TUJUAN TUGAS: Lanjutkan kisah kenangan tentang teman-teman seperjalanan ke sekolah dari Salubulung, dimulai tepat setelah kalimat terakhir yang ditampilkan.

Saya juga ingat Dakma yang kini jadi istri kakak saya, Salahuddin Gani. Dakma adalah siswi termungil dari Salubulung. Bersama kakak, mereka diberi anak lima oleh Tuhan. Tiga pria, dua wanita. Kelimanya mengikuti “bakat” ibunya: mungil semua. Immang adalah teman seperjalanan yang bertubuh kecil. Akan tetapi, sejak ia tinggal di Tarakan dan menggarap tambak, tubuhnya jadi lebih besar daripada saya. Ia pemain sepak takraw yang lincah dan gesit. Ia menikahi gadis dari Kampung Pada yang rupawan.

Saya juga tidak dapat melupakan Takbi, teman seperjalanan yang agak nakal. Hampir semua siswa laki-laki dari Salubulung, pernah berkelahi dengannya di perjalanan, kecuali Acang (alm.) dan Ahi. Ia sekolah di MTsN Mambi, kami di SMPN 1 Mambi. Hingga kini, Takbi masih dalam “proses” menyelesaikan perkuliahan di sebuah universitas di Kota Daeng, Makassar. Jika dihitung, mungkin ia sudah semester kedua puluh satu. Saat ketemu terakhir di Polewali baru-baru ini, sebuah masker tidak lepas di mulutnya, meskipun kita bercaka-cakap dengannya di ruang tamu. Ternyata ia menutupi gigi serinya yang patah akibat terjatuh dari motor.

DATA YANG DISEDIAKAN:
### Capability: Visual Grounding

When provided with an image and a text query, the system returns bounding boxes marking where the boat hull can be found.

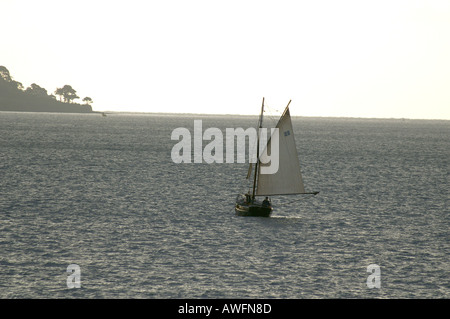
[235,203,273,217]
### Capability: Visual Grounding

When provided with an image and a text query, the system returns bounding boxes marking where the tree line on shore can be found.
[0,66,93,112]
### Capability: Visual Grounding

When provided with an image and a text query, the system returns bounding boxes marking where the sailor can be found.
[263,196,270,206]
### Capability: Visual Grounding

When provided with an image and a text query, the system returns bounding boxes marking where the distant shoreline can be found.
[0,108,450,122]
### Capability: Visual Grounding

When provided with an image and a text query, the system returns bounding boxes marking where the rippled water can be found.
[0,112,450,298]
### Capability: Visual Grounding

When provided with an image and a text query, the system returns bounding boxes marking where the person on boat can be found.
[263,196,270,207]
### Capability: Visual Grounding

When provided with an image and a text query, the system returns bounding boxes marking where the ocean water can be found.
[0,112,450,299]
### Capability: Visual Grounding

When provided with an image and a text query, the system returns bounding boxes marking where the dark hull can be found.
[235,203,273,217]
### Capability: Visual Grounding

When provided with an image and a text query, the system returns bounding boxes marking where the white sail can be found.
[256,105,305,196]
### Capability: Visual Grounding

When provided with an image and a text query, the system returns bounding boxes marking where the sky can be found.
[0,0,450,120]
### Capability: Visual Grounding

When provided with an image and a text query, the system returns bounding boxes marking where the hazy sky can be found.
[0,0,450,119]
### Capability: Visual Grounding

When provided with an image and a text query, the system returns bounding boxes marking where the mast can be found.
[252,98,264,201]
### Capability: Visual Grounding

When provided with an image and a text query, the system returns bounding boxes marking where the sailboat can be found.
[235,98,319,217]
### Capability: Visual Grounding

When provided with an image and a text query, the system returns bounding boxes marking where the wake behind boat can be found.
[235,98,319,217]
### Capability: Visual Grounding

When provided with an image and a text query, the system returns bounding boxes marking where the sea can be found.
[0,112,450,299]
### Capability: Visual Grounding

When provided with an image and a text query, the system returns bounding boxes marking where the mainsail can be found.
[256,102,305,196]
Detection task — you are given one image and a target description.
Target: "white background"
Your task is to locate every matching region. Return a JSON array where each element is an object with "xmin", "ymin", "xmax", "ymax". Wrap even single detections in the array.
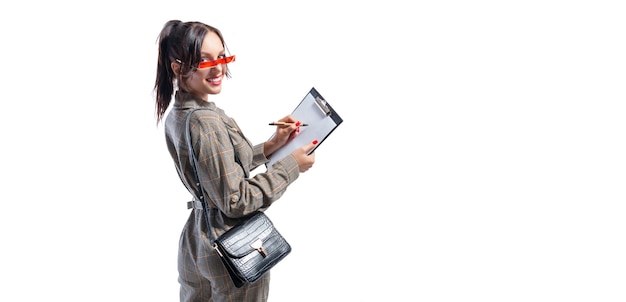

HASIL TUGAS:
Satu kelebihan saya dibanding teman-teman seusia saya yang sekolah di Mambi yaitu soal menulis surat cinta. Di antara teman-teman sebaya itu, sayalah yang dianggap paling menarik gaya bahasa surat cintanya. Makanya, semua surat cinta teman lelaki saya, sayalah yang membalasnya. Artinya, surat-surat itu, saya baca terlebih dahulu lalu kemudian menulis balasannya. Artinya lagi, rahasia teman-teman soal cinta monyetnya itu, saya ketahui semuanya. Sebagai imbalan jasa, saya mendapat secara cuma-cuma minyak rambut bermerek Rivon, Tancho, atau Minyak Kemiri.

Kini, anak-anak usia SMP tidak perlu khawatir akan sungai yang meluap. Sudah ada jembatan beton. Tidak perlu jalan kaki, karena sudah banyak pake motor. Soal surat cinta itu, mereka mungkin sudah tidak mengenalnya, karena sudah ada SMS yang lebih praktis dan cepat.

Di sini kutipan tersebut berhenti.